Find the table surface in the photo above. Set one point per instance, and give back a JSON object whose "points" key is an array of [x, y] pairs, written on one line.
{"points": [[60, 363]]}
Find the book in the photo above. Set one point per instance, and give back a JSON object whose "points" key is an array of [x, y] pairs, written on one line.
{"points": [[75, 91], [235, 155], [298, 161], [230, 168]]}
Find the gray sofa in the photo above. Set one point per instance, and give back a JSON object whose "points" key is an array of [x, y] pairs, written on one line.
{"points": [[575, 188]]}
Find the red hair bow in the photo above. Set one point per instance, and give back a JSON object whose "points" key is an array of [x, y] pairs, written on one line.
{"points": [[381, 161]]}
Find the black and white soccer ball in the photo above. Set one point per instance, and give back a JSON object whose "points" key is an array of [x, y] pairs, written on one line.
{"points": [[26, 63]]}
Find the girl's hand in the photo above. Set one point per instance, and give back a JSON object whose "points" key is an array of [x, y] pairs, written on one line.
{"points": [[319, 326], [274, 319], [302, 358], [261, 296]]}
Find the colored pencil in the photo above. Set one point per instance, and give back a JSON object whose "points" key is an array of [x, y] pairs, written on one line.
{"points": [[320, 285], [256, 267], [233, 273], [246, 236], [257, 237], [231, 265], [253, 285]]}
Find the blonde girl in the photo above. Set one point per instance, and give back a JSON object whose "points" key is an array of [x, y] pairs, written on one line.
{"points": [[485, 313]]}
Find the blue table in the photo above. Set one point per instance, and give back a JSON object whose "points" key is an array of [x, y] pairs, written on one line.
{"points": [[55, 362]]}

- - -

- WORK INSTRUCTIONS
Rewrite the lines above as a numbered list, omitting any blank lines.

- RESULT
1. Find the table surface in the photo above. Set one point per instance, and give back a JSON object whose "points" key is an array of [x, y] pairs, written on one line.
2. {"points": [[60, 363]]}
3. Find the book in the photo above. Set one point per instance, and give back a JSON object whose "points" key is an array of [x, y] pairs, written on one line.
4. {"points": [[75, 91], [235, 155], [298, 161], [230, 168]]}
5. Find the gray sofa in the photo above. Set one point per instance, and give back a JSON object whose "points" key is an array of [x, y] pairs, written on one line.
6. {"points": [[575, 188]]}
7. Find the red hair bow in the photo above. Set one point per instance, and give back a JSON object whose "points" key is an array of [x, y] pairs, written on one line.
8. {"points": [[381, 161]]}
9. Find the black and white soccer ball in the photo above. Set one point per instance, and give back a JSON object whose "points" key is an array of [x, y] pairs, written on one line.
10. {"points": [[26, 63]]}
11. Find the girl's hand in the photo above. Set one point per instance, and give back a JSON object whose "points" key is an array of [x, y] pairs, written on one line.
12. {"points": [[319, 326], [274, 319], [302, 358], [261, 296]]}
13. Find the colored pencil in the photo above. Set one point per instance, and give back a JSON object whose "points" key is an array of [x, y] pairs, written on one line.
14. {"points": [[320, 285], [256, 267], [233, 273], [246, 236], [257, 237], [231, 265], [253, 285]]}
15. Find the blonde girl in the photo above. Set one point per instance, and give back a JSON object whose "points" key is an array of [x, y] pairs, written on one line.
16. {"points": [[485, 313]]}
17. Find the blue table in the photo above. Set one point per instance, and give back a JSON object whose "points" key is an array of [x, y] pairs, written on one line.
18. {"points": [[55, 362]]}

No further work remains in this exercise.